Natural-language object grounding data
——————————
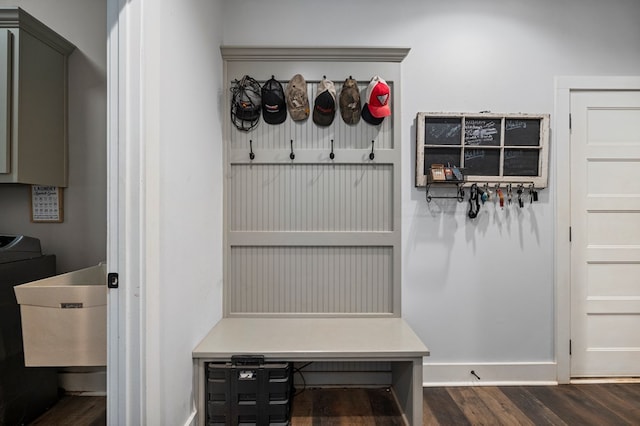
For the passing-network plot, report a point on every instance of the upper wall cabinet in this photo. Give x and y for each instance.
(33, 101)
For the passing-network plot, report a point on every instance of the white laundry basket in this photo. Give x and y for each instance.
(64, 319)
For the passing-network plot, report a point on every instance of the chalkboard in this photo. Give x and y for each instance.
(446, 156)
(488, 147)
(442, 131)
(481, 162)
(522, 132)
(521, 162)
(482, 131)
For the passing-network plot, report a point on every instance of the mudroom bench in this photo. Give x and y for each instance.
(320, 339)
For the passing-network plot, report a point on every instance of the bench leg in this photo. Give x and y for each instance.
(407, 386)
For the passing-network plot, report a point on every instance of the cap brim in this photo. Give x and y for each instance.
(366, 116)
(322, 119)
(275, 117)
(380, 112)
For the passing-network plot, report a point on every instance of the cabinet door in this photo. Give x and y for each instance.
(5, 100)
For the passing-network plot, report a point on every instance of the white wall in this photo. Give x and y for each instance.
(478, 291)
(79, 241)
(182, 142)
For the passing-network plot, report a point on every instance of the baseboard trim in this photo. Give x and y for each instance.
(191, 421)
(490, 374)
(88, 382)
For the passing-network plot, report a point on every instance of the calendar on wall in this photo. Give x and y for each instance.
(46, 204)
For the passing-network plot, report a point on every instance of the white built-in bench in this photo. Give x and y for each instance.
(321, 339)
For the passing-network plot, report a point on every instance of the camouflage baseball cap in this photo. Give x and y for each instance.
(297, 98)
(350, 103)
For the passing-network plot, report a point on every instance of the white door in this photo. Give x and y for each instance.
(605, 233)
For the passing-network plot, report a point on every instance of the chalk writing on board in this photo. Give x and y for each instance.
(471, 154)
(444, 131)
(522, 132)
(518, 162)
(515, 124)
(481, 132)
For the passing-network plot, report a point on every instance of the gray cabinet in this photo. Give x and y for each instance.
(33, 101)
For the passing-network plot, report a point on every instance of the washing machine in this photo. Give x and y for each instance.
(25, 392)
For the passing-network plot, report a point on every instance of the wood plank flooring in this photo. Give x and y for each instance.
(584, 405)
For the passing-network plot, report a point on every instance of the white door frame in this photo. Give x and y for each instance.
(125, 235)
(562, 137)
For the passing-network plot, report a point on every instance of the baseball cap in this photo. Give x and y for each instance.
(378, 97)
(297, 99)
(274, 108)
(324, 106)
(350, 103)
(245, 103)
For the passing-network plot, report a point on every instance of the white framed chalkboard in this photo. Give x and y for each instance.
(487, 147)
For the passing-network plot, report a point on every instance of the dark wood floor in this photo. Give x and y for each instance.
(588, 404)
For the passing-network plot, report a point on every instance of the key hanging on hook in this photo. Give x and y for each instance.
(519, 191)
(533, 194)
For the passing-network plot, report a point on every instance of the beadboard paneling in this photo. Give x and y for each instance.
(311, 280)
(311, 197)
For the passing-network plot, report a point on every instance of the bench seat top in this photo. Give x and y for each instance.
(305, 339)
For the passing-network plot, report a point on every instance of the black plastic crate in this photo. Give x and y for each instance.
(248, 391)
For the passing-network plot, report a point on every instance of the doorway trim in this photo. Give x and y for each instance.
(564, 86)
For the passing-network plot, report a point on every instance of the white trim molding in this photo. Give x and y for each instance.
(489, 374)
(297, 54)
(564, 85)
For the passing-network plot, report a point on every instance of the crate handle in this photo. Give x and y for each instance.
(247, 359)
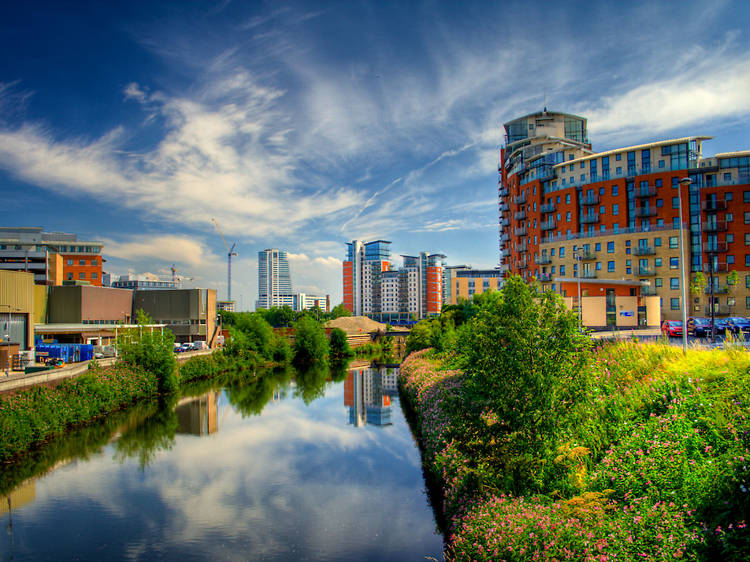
——————————
> Exercise aim: What is needed is an exact copy of all the entries above, minus the pictures.

> Answer:
For the passing-network plot, report a point on every instance of the upper wall cabinet in this photo. Give x and y for each instance.
(33, 101)
For the passing-network plot, report a point on every instance of the white laundry basket in this photo. Give x and y for each instance.
(64, 319)
For the passing-network plot, report a point on every instance of the chalkboard in this photo. Give x and y for each instance.
(446, 156)
(488, 147)
(442, 131)
(481, 162)
(522, 132)
(521, 162)
(482, 131)
For the passing-network plot, report a point on every instance of the mudroom bench in this photo. Give x and y for each instance.
(320, 339)
For the passing-network plot, report a point on every instance of the bench leg in this photo. Give x and y for each instance.
(407, 386)
For the passing-network plot, report a point on every instance of the cap brim in this photo. Give x and y for each instance.
(366, 116)
(322, 119)
(275, 117)
(380, 112)
For the passing-network plot, report a point on every instance of the cabinet door in this photo. Give x and y for each instance.
(5, 100)
For the passing-network plot, report a point on every instance of the white wall in this photo. Give x and y for each instance.
(478, 291)
(79, 241)
(182, 142)
For the passing-network plot, report a point on every instance of the baseboard trim in this photo. Give x and y for each instance.
(191, 421)
(490, 374)
(88, 382)
For the passing-network plot, report a point on every instance of the calendar on wall in this photo. Give x and y for each instance.
(46, 204)
For the passing-network plot, report a point on every instance of the white built-in bench in this photo. Give x and y for each instance.
(321, 339)
For the passing-network plot, report a point on every instance of the camouflage baseball cap in this photo. Give x and y for each instance.
(297, 98)
(350, 103)
For the passing-network plot, report a point on every instance of the white door in this photo. Give x and y for each instance.
(605, 233)
For the passing-network plot, report a point on every instance of the chalk writing on board in this photo. Give x and y for each instance.
(471, 154)
(444, 131)
(522, 132)
(518, 162)
(515, 124)
(481, 132)
For the passing-network plot, report a point on every instance of the gray cabinet in this photo. Give x and y for each instance.
(33, 101)
For the passing-network plot, report a point on every instance of the washing machine in this photo. Give x and y for each instance.
(25, 392)
For the passing-network plot, report a point on every instance of the wood plank flooring in this photo. Give x and y for each instance.
(584, 405)
For the passing-network plot, report a point on every instance of the white door frame in this photo. Give x and y for each instance.
(125, 235)
(562, 137)
For the passing-network plot, report a point on every instance of the baseball cap in this photo. Give x and y for each instance.
(378, 97)
(297, 99)
(274, 108)
(324, 106)
(350, 103)
(245, 103)
For the passing-network plot, report a point on every instance of the white framed chalkboard in this photo. Give x and y for each instance.
(487, 147)
For the passing-network plot, report a point on every instance of the dark wood floor in this photo. Give x and y for each instance.
(588, 404)
For the passing-network plot, report a point on every instance of the key hanging on hook in this photo. Give x and y for each instance.
(519, 191)
(533, 194)
For the passing-network plot, report a point on every instance of the beadboard paneling in this photo. Give x and y for each instance.
(311, 280)
(311, 197)
For the passing-network plot, report a point on every instance of the bench seat top in this photo. Give x and y for each instance.
(305, 339)
For the passing-network plot, report a point on every instance of the black plastic crate in this photo. Give x and y for each instance.
(248, 391)
For the passing-network plot, report a point on every instance of the doorway trim in this photo. Give x and y for each instance.
(564, 86)
For the passing-network plot, report a point on every instance of the white trim molding in this photo. Give x and y for each instance.
(489, 374)
(297, 54)
(564, 85)
For the passing-network plot, report a point on every instance of the crate handle in this photo. Give x and y for each instance.
(247, 359)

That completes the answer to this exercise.